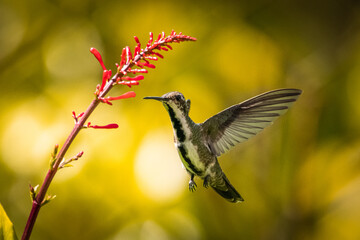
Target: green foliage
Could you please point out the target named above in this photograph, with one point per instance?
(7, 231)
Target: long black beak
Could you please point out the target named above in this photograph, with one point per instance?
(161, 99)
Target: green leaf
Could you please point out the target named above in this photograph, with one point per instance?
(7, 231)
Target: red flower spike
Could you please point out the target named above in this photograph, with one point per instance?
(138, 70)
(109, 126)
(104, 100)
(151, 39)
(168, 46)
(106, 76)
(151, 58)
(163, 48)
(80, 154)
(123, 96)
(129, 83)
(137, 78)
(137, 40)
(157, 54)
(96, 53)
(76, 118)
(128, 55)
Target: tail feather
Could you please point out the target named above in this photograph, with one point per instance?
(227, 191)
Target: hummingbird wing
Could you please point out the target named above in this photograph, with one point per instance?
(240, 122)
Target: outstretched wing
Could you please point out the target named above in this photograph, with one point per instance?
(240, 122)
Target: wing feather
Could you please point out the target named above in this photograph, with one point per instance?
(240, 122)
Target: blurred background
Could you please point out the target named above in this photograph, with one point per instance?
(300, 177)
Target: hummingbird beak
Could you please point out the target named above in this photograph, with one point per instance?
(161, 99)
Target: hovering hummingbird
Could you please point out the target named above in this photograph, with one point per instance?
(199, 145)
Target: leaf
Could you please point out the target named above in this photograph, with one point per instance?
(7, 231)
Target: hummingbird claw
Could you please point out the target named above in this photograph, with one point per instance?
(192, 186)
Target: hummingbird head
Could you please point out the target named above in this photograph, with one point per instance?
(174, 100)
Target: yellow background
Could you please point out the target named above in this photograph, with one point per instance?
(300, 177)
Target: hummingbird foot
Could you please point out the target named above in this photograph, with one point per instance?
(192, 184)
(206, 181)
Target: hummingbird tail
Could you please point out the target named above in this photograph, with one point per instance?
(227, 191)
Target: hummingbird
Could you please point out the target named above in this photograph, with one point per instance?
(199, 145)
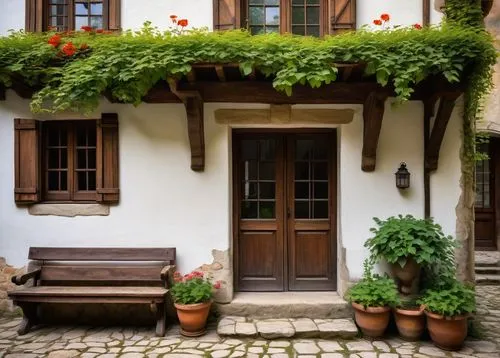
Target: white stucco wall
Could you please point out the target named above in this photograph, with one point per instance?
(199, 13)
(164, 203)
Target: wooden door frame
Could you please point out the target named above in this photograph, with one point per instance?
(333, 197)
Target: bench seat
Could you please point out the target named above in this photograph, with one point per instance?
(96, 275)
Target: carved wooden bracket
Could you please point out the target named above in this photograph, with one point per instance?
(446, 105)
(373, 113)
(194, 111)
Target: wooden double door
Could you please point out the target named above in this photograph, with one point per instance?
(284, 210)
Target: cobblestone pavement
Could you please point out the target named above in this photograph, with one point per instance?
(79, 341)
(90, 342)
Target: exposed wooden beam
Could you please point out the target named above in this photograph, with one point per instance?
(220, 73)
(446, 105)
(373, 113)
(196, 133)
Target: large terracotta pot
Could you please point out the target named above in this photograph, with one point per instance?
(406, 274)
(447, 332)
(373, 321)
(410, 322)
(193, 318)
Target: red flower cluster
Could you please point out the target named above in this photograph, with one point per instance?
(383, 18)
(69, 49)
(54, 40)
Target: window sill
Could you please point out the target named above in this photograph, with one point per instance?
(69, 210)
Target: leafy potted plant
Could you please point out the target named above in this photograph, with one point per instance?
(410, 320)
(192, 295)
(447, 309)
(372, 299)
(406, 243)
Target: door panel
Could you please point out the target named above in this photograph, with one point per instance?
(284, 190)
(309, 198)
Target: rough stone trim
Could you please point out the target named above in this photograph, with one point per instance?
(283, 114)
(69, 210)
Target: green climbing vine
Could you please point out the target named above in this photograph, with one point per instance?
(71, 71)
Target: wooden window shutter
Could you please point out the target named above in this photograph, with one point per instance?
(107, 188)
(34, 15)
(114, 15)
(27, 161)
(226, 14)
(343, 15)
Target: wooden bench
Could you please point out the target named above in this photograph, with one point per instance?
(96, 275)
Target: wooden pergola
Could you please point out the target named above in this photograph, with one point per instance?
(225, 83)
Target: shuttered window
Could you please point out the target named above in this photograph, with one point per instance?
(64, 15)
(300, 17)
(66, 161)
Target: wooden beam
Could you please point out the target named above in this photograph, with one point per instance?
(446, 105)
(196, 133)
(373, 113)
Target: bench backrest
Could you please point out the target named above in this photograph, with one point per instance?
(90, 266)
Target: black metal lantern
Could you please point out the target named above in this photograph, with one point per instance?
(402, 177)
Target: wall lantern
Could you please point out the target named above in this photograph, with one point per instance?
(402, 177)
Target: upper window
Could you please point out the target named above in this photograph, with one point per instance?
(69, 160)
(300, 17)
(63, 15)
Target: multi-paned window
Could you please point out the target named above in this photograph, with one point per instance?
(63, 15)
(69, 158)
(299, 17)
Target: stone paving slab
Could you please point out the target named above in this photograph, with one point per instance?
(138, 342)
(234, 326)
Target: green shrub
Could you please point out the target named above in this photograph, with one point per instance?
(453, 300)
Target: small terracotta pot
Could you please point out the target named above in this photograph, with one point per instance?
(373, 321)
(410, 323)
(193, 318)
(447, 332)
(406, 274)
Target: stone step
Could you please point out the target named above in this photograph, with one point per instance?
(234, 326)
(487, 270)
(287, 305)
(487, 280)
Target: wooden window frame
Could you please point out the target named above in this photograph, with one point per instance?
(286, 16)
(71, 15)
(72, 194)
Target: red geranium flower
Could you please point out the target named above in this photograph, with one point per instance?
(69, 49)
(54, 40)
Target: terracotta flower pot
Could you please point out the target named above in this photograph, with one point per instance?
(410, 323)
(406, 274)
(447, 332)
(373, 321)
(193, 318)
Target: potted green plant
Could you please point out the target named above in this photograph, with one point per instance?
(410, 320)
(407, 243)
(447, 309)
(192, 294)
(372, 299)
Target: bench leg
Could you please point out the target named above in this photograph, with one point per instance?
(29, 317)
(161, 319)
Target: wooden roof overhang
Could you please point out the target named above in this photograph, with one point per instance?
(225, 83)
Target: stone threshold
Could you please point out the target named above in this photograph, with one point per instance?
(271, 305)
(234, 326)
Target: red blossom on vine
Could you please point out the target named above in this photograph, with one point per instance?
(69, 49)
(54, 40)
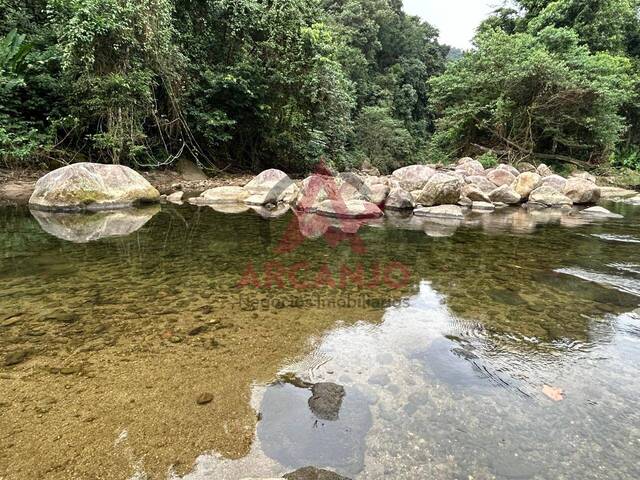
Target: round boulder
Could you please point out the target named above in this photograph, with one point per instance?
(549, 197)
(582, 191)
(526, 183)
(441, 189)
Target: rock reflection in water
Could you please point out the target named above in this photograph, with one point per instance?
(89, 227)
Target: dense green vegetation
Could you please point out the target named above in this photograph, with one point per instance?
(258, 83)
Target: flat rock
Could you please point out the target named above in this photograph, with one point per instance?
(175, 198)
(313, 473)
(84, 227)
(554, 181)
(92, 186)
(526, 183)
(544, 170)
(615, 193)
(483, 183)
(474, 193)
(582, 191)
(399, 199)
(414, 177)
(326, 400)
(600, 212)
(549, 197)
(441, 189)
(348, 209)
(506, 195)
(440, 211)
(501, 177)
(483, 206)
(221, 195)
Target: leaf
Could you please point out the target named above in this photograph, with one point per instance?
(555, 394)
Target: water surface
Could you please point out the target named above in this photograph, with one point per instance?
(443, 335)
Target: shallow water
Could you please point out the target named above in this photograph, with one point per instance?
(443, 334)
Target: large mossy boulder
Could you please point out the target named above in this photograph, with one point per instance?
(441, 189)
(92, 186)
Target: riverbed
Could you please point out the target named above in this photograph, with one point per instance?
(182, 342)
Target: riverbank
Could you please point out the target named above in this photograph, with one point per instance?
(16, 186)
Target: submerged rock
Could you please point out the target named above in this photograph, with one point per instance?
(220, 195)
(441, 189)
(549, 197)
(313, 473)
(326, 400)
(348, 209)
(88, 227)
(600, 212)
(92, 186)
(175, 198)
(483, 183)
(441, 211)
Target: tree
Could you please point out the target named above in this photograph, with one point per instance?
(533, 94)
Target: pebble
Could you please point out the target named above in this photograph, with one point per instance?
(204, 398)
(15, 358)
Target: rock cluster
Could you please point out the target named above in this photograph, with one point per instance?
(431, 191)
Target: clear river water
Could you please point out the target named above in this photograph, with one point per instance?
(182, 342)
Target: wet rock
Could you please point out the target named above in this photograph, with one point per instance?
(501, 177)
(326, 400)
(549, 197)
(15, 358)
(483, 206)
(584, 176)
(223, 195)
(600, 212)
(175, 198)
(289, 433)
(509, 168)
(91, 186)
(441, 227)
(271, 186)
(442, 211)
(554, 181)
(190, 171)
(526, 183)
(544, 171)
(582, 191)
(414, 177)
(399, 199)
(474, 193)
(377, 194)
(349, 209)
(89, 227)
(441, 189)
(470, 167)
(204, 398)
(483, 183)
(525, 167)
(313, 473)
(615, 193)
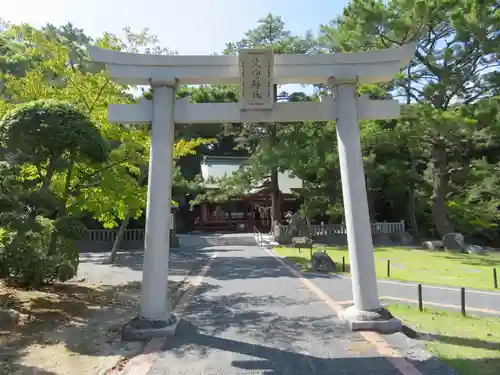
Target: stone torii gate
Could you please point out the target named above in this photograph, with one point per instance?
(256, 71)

## Stated problem
Only the lines from the one containing "Target: pebble" through the end of the listing are to be quoted, exactly and with both ends included; pictures are left out.

## Expected answer
Target: pebble
Could you please point out the target named above in this photograph, with one point per instance?
(204, 398)
(15, 358)
Target: rock cluster
Could you please point out the target named above in this photograph, with one point per instance?
(431, 191)
Target: clear river water
Could you please point out the target named above in this photograph, with one point per instance?
(182, 342)
Target: wet rock
Could you please point out the target named above in this photograph, with one point per instance?
(501, 177)
(326, 400)
(549, 197)
(15, 358)
(483, 206)
(584, 176)
(223, 195)
(600, 212)
(175, 198)
(289, 433)
(509, 168)
(91, 186)
(441, 227)
(271, 186)
(442, 211)
(554, 181)
(190, 171)
(526, 183)
(544, 171)
(582, 191)
(414, 177)
(399, 199)
(474, 193)
(377, 194)
(349, 209)
(89, 227)
(441, 189)
(470, 167)
(204, 398)
(483, 183)
(525, 167)
(313, 473)
(615, 193)
Target: stone torii gate
Could you please point out the target named above in this photograph, with one point per instance?
(256, 71)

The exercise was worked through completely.